■ **Stated task 1**
Please rewrite the part of the mason jar curing thread starting at "The first step" and ending at "marijuana leaves only.", with "branches" changed to "stems".

# mason jars for curing is this right



## jollytime (Sep 19, 2009)

I have dried my buds for one week. Then put them in five half gallon wide mouth mason jars. They are real sticky kinda gooy. Should I crack the lids to breath to get dryer every so often? Its hard to work with. I only have smoked in a pipe never rolled a joint. Does any one have any suggestions. I also heard about mold. How do I prevent that.. Thank for any kinda ideas!!


----------



## diamond doggy (Sep 19, 2009)

jollytime said:


> I have dried my buds for one week. Then put them in five half gallon wide mouth mason jars. They are real sticky kinda gooy. Should I crack the lids to breath to get dryer every so often? Its hard to work with. I only have smoked in a pipe never rolled a joint. Does any one have any suggestions. I also heard about mold. How do I prevent that.. Thank for any kinda ideas!!


open the jar daily, its called "burping", just open it and then close it, did that once a day and mine turned out great


----------



## Green Cross (Sep 19, 2009)

jollytime said:


> I have dried my buds for one week. Then put them in five half gallon wide mouth mason jars. They are real sticky kinda gooy. Should I crack the lids to breath to get dryer every so often? Its hard to work with. I only have smoked in a pipe never rolled a joint. Does any one have any suggestions. I also heard about mold. How do I prevent that.. Thank for any kinda ideas!!


Sticky icky icky is fine, but if they seem moist they should probably be moved to a paper bag or cardboard box to continue drying. Check this method out I recommend it highly, for a nice slow cure. And check them often for any bad smells or visible mold. every 6-8 hours for the first week

Drying and Curing Marijuana Buds


Drying and curing Marijuana is a 3 step and the last process in growing Marijuana in order to smoke it without damaging your lungs and getting the best taste out of your Marijuana buds. Drying Marijuana buds generally takes a max.2 weeks and curing Marijuana can take 2 weeks up to 2 or more months. Drying time also depends on where you live and the place you dry them. Places in a desert would dry them weed faster, and tropical places would take longer to dry the weed. 
The first step after harvesting your marijuana buds is the drying possess. This can be performed by taking the branches and hanging them up side down so the fan marijuana leaves droop and cover the marijuana buds. During this step you need to put the branches in a cool dark place (not humid) with enough ventilation.It is good idea to check up on the marijuana buds every day to watch for signs of mold and mildew and correct the problem if it happens. After the fan marijuana leaves droop down over the flowers and turn crisp or break off easily, you would want to start trimming off the fan marijuana leaves only.

■ **Exercise inputs**
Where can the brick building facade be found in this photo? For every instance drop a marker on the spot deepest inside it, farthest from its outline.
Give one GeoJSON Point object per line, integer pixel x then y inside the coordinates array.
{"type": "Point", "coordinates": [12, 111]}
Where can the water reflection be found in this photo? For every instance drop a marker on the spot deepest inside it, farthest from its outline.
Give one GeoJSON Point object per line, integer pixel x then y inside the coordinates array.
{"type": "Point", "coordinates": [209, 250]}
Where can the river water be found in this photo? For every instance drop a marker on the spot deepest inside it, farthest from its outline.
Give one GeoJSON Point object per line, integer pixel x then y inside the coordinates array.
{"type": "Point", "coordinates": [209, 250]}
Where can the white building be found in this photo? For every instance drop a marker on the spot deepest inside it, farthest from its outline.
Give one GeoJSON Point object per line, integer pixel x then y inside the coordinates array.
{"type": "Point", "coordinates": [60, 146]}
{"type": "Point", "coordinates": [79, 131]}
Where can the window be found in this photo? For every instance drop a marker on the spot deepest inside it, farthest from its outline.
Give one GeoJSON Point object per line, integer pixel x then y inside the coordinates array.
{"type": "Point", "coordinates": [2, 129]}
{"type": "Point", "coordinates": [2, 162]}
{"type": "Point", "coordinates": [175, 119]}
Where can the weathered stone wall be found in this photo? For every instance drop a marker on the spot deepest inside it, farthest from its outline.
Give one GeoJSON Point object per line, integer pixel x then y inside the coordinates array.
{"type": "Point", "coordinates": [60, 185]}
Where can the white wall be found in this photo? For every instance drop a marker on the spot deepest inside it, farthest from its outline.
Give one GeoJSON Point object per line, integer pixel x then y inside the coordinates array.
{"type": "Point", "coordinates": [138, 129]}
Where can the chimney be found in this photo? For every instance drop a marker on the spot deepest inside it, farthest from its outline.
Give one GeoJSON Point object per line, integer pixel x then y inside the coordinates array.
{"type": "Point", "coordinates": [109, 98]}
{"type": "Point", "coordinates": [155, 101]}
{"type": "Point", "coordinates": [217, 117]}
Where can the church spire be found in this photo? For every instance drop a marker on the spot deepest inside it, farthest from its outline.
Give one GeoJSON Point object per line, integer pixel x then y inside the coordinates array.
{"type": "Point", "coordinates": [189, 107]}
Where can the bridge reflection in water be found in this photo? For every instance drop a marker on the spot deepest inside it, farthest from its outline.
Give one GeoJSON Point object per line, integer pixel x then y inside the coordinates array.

---

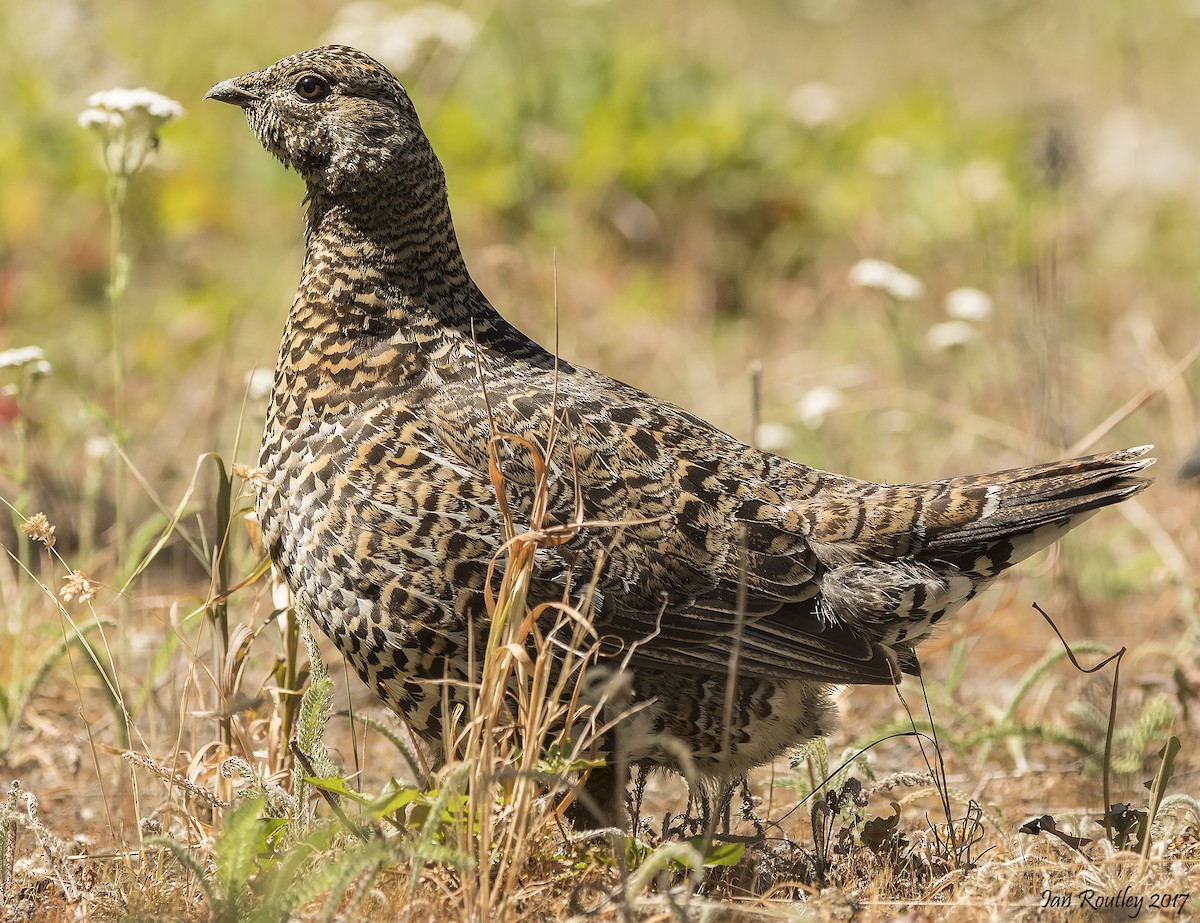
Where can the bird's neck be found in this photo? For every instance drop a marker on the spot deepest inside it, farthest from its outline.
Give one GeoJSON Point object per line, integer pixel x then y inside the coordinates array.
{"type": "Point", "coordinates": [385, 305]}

■ **Stated task 2**
Pick out every line of the records that contains the string "wall". Case counts.

■ **Final result 1**
The first step after harvesting your marijuana buds is the drying possess. This can be performed by taking the stems and hanging them up side down so the fan marijuana leaves droop and cover the marijuana buds. During this step you need to put the stems in a cool dark place (not humid) with enough ventilation.It is good idea to check up on the marijuana buds every day to watch for signs of mold and mildew and correct the problem if it happens. After the fan marijuana leaves droop down over the flowers and turn crisp or break off easily, you would want to start trimming off the fan marijuana leaves only.

■ **Final result 2**
Where can the weathered stone wall be found in this photo? For every instance drop a marker on the spot deepest inside it, farthest from its outline.
Where can the white wall be found in this photo? For every instance drop a marker on the spot deepest inside it, farthest from its outline.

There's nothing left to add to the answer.